--- begin ---

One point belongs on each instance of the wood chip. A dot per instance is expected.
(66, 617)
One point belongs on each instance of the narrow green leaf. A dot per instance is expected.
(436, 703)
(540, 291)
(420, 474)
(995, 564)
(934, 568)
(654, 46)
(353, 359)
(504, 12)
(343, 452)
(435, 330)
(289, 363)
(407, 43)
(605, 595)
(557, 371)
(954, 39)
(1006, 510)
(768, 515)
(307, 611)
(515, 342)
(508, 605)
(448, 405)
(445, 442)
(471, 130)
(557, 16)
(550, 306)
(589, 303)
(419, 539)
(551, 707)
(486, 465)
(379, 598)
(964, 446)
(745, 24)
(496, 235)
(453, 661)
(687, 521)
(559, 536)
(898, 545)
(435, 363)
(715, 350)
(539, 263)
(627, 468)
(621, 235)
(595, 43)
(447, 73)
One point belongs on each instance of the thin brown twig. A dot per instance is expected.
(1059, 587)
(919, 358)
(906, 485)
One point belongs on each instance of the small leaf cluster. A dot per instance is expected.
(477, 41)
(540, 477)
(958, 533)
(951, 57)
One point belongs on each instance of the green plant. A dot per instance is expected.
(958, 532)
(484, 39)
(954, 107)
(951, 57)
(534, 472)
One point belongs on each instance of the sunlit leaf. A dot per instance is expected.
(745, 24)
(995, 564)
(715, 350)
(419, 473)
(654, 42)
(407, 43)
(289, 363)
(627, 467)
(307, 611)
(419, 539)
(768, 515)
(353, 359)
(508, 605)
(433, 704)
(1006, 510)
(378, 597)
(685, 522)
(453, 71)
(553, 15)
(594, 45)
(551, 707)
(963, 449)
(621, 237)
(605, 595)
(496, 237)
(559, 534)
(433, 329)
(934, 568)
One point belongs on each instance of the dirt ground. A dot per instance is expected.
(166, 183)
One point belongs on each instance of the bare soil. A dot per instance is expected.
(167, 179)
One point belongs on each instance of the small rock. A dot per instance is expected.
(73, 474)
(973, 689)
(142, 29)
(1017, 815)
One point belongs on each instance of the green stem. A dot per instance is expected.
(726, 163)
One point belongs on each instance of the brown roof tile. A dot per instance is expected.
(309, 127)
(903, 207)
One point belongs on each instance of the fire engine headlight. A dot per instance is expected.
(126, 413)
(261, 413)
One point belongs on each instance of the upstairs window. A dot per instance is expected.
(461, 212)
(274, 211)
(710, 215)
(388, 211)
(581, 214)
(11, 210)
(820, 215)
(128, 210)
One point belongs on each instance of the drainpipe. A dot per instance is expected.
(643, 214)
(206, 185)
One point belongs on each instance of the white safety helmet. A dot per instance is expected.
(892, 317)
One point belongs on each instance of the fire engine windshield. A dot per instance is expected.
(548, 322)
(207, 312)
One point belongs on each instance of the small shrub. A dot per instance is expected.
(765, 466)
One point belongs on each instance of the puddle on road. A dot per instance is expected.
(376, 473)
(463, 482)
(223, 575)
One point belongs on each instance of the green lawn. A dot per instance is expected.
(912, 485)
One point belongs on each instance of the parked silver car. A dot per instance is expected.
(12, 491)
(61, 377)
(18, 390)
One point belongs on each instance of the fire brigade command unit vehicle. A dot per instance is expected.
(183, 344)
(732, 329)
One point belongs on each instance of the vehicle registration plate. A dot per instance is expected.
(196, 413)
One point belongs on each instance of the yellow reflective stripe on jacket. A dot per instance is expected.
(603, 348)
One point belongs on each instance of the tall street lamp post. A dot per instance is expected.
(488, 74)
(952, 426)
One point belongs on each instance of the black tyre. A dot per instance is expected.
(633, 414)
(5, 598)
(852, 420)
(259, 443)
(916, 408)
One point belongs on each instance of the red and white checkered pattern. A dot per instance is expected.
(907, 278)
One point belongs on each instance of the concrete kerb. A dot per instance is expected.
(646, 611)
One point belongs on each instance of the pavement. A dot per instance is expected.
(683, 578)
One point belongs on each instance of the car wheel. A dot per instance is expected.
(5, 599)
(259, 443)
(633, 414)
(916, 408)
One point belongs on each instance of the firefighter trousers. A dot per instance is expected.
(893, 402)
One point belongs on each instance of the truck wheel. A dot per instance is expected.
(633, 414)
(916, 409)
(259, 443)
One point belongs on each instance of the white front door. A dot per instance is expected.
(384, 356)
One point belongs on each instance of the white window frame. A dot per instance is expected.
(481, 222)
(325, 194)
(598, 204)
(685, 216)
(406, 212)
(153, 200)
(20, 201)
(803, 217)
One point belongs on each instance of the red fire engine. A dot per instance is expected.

--- end ---

Reproduce every one of the items above verbatim, preserving their original order and line breaks.

▸ Problem solution:
One point belongs on each instance of the wood chip. A dot per instance is expected.
(66, 617)
One point belongs on each instance of the narrow green leaf. A dot per instance is expected.
(436, 703)
(540, 291)
(420, 474)
(995, 564)
(934, 568)
(654, 46)
(353, 359)
(504, 12)
(343, 452)
(435, 330)
(289, 363)
(407, 43)
(605, 595)
(557, 371)
(954, 39)
(1006, 510)
(768, 515)
(307, 611)
(515, 342)
(508, 605)
(448, 405)
(445, 442)
(471, 130)
(557, 16)
(550, 306)
(589, 303)
(419, 539)
(551, 707)
(486, 465)
(379, 598)
(964, 446)
(745, 24)
(496, 235)
(453, 661)
(687, 521)
(559, 536)
(898, 545)
(435, 363)
(715, 350)
(539, 263)
(627, 468)
(621, 235)
(595, 43)
(447, 73)
One point belongs on each instance of the thin brown twig. A dot per instance is expected.
(1059, 587)
(919, 358)
(906, 485)
One point belongs on each instance of the small leaf cluster. A dot per instance is expected.
(477, 41)
(540, 477)
(958, 533)
(951, 57)
One point belongs on each instance of the green plant. A dot per instance is expected.
(958, 532)
(484, 39)
(954, 107)
(951, 57)
(534, 472)
One point belongs on each instance of the sunlit leaf. A dot per instance is expected.
(745, 24)
(995, 564)
(715, 350)
(419, 473)
(654, 42)
(407, 43)
(289, 363)
(627, 467)
(307, 611)
(419, 539)
(768, 515)
(353, 359)
(508, 605)
(433, 704)
(1006, 510)
(378, 597)
(685, 522)
(453, 71)
(553, 15)
(594, 45)
(551, 707)
(963, 449)
(621, 237)
(605, 595)
(496, 237)
(559, 534)
(433, 329)
(934, 568)
One point belongs on each instance of the dirt ground. A dot per instance is expected.
(166, 183)
One point belongs on each instance of the bare soil. A dot per instance is expected.
(167, 179)
One point belongs on each instance of the small rock. A dot per instance is expected.
(73, 474)
(973, 689)
(142, 29)
(1017, 815)
One point belongs on each instance of the green stem. A dot per instance is expected.
(726, 163)
One point belongs on each instance of the brown roof tile. A dot per instance is expected.
(309, 127)
(903, 207)
One point belongs on each instance of the fire engine headlight. A dot per instance is expected.
(126, 413)
(261, 413)
One point belongs on each instance of the upstairs window. A dot per instance is expected.
(461, 212)
(274, 211)
(710, 215)
(388, 211)
(581, 214)
(11, 210)
(820, 215)
(128, 210)
One point belongs on each instance of the drainpipe. A dot per instance is expected.
(643, 214)
(206, 185)
One point belongs on each instance of the white safety helmet. A dot per instance is expected.
(892, 317)
One point belongs on each instance of the fire engine windshield. A dot per instance is expected.
(548, 322)
(207, 312)
One point belongs on each instance of the small shrub. A dot per instance is expected.
(765, 466)
One point belongs on each instance of the puddle on road. A dot per instance is expected.
(376, 473)
(463, 482)
(223, 575)
One point belongs on each instance of the green lawn. A dot per instance is expected.
(912, 485)
One point belongs on each instance of the parked silver car. A dot per instance is expected.
(12, 491)
(61, 377)
(18, 390)
One point belongs on each instance of the fire brigade command unit vehicle. A dot per instance is expected.
(183, 344)
(732, 329)
One point belongs on each instance of the vehicle registration plate. A dot per instance is expected.
(196, 413)
One point belongs on each instance of the yellow reflective stripe on jacket. A dot per instance is expected.
(603, 348)
One point belongs on each instance of the tall street lamp post. A dot per instance is expected.
(488, 74)
(952, 426)
One point belongs on each instance of the black tyre. A dot per instance is expected.
(633, 414)
(5, 598)
(852, 420)
(259, 443)
(916, 408)
One point belongs on each instance of the red and white checkered pattern. A dot per instance is expected.
(907, 278)
One point belongs on each instance of the concrete kerb. A dot per instance is expected.
(646, 611)
One point belongs on each instance of the pavement. A dot per instance is expected.
(683, 578)
One point belongs on each instance of the car wheel. A dot per instance is expected.
(5, 599)
(259, 443)
(633, 414)
(916, 408)
One point belongs on each instance of the firefighter trousers. A dot per instance is expected.
(893, 402)
One point belongs on each instance of the truck wheel. A dot per instance is expected.
(633, 414)
(916, 409)
(259, 443)
One point belongs on each instance of the white front door. A dot per instance is expected.
(384, 356)
One point belongs on each instance of the white window frame. A dot per instance is expected.
(481, 222)
(325, 194)
(598, 204)
(685, 216)
(406, 212)
(153, 200)
(20, 201)
(803, 217)
One point belongs on each instance of the red fire engine. A dot per instance is expected.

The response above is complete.